**Problem to solve**:
Restate the records below word for word.

**Given records**:

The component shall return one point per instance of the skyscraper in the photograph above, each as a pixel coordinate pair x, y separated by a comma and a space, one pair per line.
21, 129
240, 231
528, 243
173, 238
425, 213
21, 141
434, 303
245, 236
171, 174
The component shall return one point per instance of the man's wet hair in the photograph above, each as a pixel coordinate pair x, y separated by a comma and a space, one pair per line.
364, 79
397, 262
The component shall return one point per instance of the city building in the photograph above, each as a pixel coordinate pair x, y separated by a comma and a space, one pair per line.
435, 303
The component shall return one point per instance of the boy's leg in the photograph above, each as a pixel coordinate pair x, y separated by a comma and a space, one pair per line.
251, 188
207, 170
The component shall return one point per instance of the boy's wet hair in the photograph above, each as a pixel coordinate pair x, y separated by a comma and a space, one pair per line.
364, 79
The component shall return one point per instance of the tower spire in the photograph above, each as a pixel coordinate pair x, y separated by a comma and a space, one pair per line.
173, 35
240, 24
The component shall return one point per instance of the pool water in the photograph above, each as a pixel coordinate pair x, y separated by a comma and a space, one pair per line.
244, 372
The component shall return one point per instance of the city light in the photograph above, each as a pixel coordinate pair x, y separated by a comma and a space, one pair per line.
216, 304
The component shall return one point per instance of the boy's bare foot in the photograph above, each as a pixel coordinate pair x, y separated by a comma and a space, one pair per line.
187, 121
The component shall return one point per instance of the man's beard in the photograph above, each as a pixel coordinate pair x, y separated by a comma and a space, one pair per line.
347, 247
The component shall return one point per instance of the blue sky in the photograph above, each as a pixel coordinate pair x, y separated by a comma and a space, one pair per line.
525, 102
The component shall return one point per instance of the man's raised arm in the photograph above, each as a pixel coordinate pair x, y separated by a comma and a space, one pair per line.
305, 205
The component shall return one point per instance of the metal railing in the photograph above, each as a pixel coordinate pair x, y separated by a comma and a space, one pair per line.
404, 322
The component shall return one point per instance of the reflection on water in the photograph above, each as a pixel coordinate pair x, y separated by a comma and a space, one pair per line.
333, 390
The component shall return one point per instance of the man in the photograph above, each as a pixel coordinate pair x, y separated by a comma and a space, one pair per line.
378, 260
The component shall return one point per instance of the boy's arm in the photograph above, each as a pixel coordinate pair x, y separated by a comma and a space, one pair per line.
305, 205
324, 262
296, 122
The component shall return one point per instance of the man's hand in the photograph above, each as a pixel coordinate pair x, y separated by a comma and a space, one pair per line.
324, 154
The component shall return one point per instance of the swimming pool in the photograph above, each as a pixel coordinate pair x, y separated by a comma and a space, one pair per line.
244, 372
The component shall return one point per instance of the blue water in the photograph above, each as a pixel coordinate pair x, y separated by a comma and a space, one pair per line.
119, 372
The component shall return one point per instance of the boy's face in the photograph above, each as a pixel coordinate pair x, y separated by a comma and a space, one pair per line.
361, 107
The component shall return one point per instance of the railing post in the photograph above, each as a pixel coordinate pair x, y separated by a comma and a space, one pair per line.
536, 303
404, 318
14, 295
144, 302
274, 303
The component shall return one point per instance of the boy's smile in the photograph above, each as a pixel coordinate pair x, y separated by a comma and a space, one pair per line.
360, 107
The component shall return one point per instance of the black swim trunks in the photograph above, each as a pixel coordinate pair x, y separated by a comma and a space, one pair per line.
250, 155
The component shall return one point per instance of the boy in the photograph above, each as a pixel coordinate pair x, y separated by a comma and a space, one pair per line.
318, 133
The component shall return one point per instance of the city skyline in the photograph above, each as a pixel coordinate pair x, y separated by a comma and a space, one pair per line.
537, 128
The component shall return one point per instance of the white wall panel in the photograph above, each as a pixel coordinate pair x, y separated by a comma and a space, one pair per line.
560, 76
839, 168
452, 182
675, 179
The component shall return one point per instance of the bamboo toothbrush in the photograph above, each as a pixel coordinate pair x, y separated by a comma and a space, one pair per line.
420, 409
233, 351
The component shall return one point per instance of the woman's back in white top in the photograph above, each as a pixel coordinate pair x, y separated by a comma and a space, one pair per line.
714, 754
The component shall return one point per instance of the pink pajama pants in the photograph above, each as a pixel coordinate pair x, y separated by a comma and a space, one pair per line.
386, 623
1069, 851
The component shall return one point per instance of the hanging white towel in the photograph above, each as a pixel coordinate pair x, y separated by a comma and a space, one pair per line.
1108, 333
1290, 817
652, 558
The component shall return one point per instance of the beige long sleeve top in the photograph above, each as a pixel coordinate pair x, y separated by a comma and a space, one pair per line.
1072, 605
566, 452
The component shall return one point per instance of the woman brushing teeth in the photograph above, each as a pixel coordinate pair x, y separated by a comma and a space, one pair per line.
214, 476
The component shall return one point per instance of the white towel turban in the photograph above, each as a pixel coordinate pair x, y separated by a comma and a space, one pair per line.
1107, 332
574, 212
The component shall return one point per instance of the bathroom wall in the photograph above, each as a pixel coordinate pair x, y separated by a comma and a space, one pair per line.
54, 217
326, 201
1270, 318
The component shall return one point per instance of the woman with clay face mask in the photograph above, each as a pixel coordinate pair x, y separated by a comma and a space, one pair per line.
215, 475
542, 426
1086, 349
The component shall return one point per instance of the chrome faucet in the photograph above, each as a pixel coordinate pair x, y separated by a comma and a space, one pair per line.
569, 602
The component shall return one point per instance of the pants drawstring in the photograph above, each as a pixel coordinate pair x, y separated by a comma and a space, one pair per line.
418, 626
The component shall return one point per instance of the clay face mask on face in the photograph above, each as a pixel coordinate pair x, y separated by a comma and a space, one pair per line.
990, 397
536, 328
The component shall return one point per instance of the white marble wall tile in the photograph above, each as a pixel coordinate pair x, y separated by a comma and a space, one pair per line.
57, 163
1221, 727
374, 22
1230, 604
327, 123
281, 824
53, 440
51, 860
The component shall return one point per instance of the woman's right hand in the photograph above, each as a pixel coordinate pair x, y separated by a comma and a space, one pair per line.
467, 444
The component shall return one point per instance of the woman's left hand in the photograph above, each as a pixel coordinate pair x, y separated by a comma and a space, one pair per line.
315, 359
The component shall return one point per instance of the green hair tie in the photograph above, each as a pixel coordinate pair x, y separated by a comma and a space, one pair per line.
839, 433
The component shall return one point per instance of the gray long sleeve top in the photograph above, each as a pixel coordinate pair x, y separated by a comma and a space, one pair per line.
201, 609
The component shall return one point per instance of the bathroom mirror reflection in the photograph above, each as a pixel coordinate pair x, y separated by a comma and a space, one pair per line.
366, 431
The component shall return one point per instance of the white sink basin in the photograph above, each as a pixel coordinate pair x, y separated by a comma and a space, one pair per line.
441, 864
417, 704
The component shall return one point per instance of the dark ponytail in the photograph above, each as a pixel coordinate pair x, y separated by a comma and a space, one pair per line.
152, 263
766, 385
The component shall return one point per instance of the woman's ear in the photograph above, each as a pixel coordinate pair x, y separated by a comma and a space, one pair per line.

**Result of this task**:
The component shall return one point per instance of the skyscraper in the photograph above, each as a pixel coordinate pair x, y separated by a comma and a space, one pair per line.
21, 129
240, 231
528, 243
173, 238
425, 213
21, 141
434, 303
245, 236
171, 174
The component shall return one point per instance of the man's wet hair in the photograph above, each as a pixel coordinate pair x, y separated by a comma and a space, one pair per line.
364, 79
397, 262
The component shall return one point per instance of the city building in the photograph above, each as a pixel coordinate pair x, y separated by a comma and a space, one pair per line.
435, 303
The component shall return one point per instance of the boy's leg in the photograph above, each as a pixel coordinate pair x, y separated by a comma and a space, one pair per line.
251, 188
207, 170
The component shall return one point per instance of the boy's wet hair in the photograph above, each as a pixel coordinate pair x, y separated by a comma and a space, one pair per line.
364, 79
The component shall return one point per instance of the tower spire in the photograph above, each as a pixel coordinate pair x, y separated by a comma and a space, one pair per line.
173, 35
240, 24
The component shall return one point per instance of the pool water in the photograph above, each as a pixel coordinate pair x, y separated by a comma and a space, one pair per line.
244, 372
The component shall return one point per instance of the city light in the photograph above, each as a pixel coordinate pair x, y separated by a comma and a space, one pair per line.
216, 304
The component shall return one point per instance of the boy's bare foot in the photograph above, each as a pixel coordinate pair x, y separated by a comma and a space, one pair per line.
187, 121
The component shall return one point per instance of the man's beard in the photograph above, each as a pixel coordinate pair x, y separated by a comma and a space, one pair per line.
347, 247
The component shall return one point per instance of the blue sky in the photograph above, each as a pixel coordinate pair x, y separated by a comma and a space, one pair per line.
525, 102
The component shall return one point per instance of the man's raised arm in the photograph above, each as a pixel coordinate pair x, y separated by a comma and a space, one pair per line.
305, 205
The component shall return one point per instance of the metal railing in the photograph above, each as a pixel coordinate pair x, y separated by a comma and a space, one pair per line.
404, 322
The component shall return one point per instance of the reflection on water in the photograph above, each as a pixel coordinate pair x, y separated by a comma and a space, one pair per line.
333, 390
The component shall return one point per instance of the man in the photograph above, each as a pixel coordinate pair x, y separated by a comma and a space, one pair per line.
378, 260
The component shall return one point per instance of the boy's arm in the photograph above, each as a pixel coordinate pair x, y separated by a comma and a space, one pair per line.
305, 205
324, 262
296, 122
The component shall return one point per instance of the man's hand in the photograph above, each as a pixel coordinate pair x, y separated by a comma and a space, one pair per line.
324, 154
The component shall return one point per instance of the swimming pool in the photograph above, each as a pixel coordinate pair x, y separated by a comma and a space, one pair per line.
244, 372
The component shall return one point per instance of the blue water in the photograph above, each as a pixel coordinate pair x, y separated by a comma and a space, one pair per line.
119, 372
The component shall return one point per instance of the boy's face in the photograph above, each as a pixel coordinate pair x, y separated by a comma and a space, one pair per line.
361, 107
The component shall return one point per instance of the railing post in the photograph above, each as a pixel coordinate pair x, y separated by a comma and a space, one pair per line.
536, 303
404, 318
14, 295
144, 302
274, 303
The component shall return one point per instance of the boy's smile in the photograph above, each as a pixel coordinate pair x, y separated by a comma and a space, one pair per line.
360, 107
The component shall return one point per instance of the black swim trunks in the photograph above, each as a pixel coordinate pair x, y separated by a comma and a space, one pair per line.
250, 155
The component shall return one point per instance of the boy in the photograph above, each as a pixel coordinate pair x, y separated by a comma and a space, one pair per line.
318, 133
The component shall return one point per instance of the city skyline in the photograph above, each as a pixel coordinate pair x, y separated by a comma and a space, one pair per line.
537, 128
The component shall return one point per instance of the white wall panel in the photograph above, each as a pixel coordinate pair x, y separated by a comma and a space, one pair per line.
560, 76
839, 168
452, 182
675, 179
The component shall return one point per instance of the bamboo toothbrush in the photograph above, each as a pixel coordinate pair x, y separated by a comma and a space, one pair per line.
420, 409
233, 351
The component shall return one point per instance of the woman's back in white top in the photograph above, each as a pixel coordinate pair x, y separated by a comma and a space, one pair per line.
714, 754
The component shall return one point per instance of the pink pajama pants in the photograph above, each as a pixel coordinate pair x, y separated by a comma and a space, one pair per line.
386, 623
1069, 851
The component shall return one point per instance of the hanging white towel in the photograph above, each as a pixel coordinate pair x, y separated by a comma and a space, one pair per line.
1108, 333
1290, 817
652, 558
The component shall return one point per instance of the beige long sleeve top in the photograph above, each as a pixel coordinate pair x, y separated by a comma and a space, one pair per line.
1072, 605
566, 452
The component shall return one point per instance of the woman brushing teeth in the photograph above, each as a pixel coordinate pair x, y separated by a comma and a space, one pair per line.
214, 476
The component shall return one point per instance of the white towel turban in the photograph above, each as a pixel coordinate pair x, y separated by a comma and a space, one pair per line.
1107, 332
574, 212
The component shall return one point per instance of the bathroom wall in the photograph above, each as a pixel coordinate pair x, y separated by a comma and a space, one pair per line.
54, 217
326, 201
1270, 318
The component shall return one point per instance of the woman with clay face mask in the photograph above, each as a pixel coordinate pair x, y separated by a comma and a space, one pair per line.
215, 475
542, 426
1086, 349
The component shall return one point per instance of the chrome faucet in the photograph above, each as a pixel coordinate pair x, y separated by a comma and a space, one pair per line.
569, 602
The component shall return one point per instance of the pants drawstring in the photograph above, each as a pixel coordinate pair x, y separated by a comma and a space, one pair per line.
418, 626
The component shall return one point per instance of the clay face mask on face in the photograph above, each as a pixel coordinate pair x, y separated by a comma and a space, one pair per line.
990, 397
536, 328
The component shall return one point per instance of the white marble wall tile in the photograph above, each as a pixel coordinate pair x, y separated by a comma and a space, one pair per line.
57, 163
1221, 727
374, 22
1230, 604
327, 123
281, 824
53, 440
51, 860
The component shall return one point per instance of the woman's right hand in the photograph above, each as a pixel coordinate pair x, y separated by a comma and a space, one pair per line.
467, 444
The component shall return one point per instance of the woman's left hand in the photograph above, each as a pixel coordinate pair x, y separated by a comma and a space, one pair per line.
315, 359
The component shall return one point per instance of the green hair tie in the photograph above, each as a pixel coordinate pair x, y separated by a comma and a space, one pair per line.
839, 433
The component shall return one point per instance of the gray long sleeve top in the photograph above, each as a pixel coordinate pair x, y separated by a comma and a space, one pair per line.
201, 609
The component shall return one point per instance of the bathroom mirror reflection in the photograph above, each as a pixel coordinate pair x, y separated by a comma and a space, one pair per line.
366, 431
The component shall return one point per instance of the white sink basin in the photograph above, each as a pixel coordinate pair x, y separated by a comma and a space, one pair per line.
441, 864
417, 704
The component shall return one point per instance of the dark ponytail in the photograph above, each as a pixel coordinate pair x, y separated by a comma and a space, one pair per line.
152, 263
766, 385
The component shall return one point per instance of the woman's ear in the photograph above, each as a pixel coordinate pair x, y separated by a comma and a space, one pair per line.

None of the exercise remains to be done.